SOURCE DATA:

• • •

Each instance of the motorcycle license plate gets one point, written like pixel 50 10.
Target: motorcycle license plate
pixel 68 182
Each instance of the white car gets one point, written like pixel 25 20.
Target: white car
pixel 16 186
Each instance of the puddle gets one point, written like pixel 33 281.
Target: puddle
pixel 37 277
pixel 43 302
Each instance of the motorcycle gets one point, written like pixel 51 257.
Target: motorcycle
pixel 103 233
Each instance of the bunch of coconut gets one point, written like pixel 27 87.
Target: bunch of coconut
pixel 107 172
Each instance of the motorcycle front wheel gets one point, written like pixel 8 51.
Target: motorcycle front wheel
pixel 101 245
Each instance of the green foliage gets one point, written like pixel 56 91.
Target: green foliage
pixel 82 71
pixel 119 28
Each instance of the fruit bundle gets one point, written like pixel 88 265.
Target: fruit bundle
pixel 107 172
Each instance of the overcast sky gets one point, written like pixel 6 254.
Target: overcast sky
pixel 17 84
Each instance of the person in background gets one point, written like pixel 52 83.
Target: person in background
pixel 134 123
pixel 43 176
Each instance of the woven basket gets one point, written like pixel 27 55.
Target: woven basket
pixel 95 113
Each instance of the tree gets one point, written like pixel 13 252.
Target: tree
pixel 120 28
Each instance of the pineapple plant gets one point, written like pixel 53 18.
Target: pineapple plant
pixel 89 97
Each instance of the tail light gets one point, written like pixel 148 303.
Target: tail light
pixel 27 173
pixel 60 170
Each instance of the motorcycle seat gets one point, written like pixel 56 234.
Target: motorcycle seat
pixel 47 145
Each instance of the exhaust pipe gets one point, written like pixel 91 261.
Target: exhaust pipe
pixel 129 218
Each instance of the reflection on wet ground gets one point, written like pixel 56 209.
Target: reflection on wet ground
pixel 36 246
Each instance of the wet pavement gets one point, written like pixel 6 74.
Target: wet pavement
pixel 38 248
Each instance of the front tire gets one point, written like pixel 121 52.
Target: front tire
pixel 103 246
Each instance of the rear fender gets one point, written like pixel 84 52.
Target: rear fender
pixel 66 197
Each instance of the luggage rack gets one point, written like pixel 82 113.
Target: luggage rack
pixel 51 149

• • •

WHAT TO PRODUCE: Among the lines above, repeat exactly those from the line with "Target: bunch of coconut" to the line with "Each instance of the overcast", counting both ends.

RESPONSE TO THE EXERCISE:
Target: bunch of coconut
pixel 107 172
Each instance of the motorcycle front wheel gets one point, written like pixel 8 51.
Target: motorcycle front wheel
pixel 101 245
Each instance of the green foliage gets one point, written like pixel 56 91.
Target: green foliage
pixel 82 71
pixel 119 28
Each instance of the fruit bundle gets one point, written like pixel 88 265.
Target: fruit bundle
pixel 107 172
Each instance of the overcast sky gets one point, written like pixel 6 254.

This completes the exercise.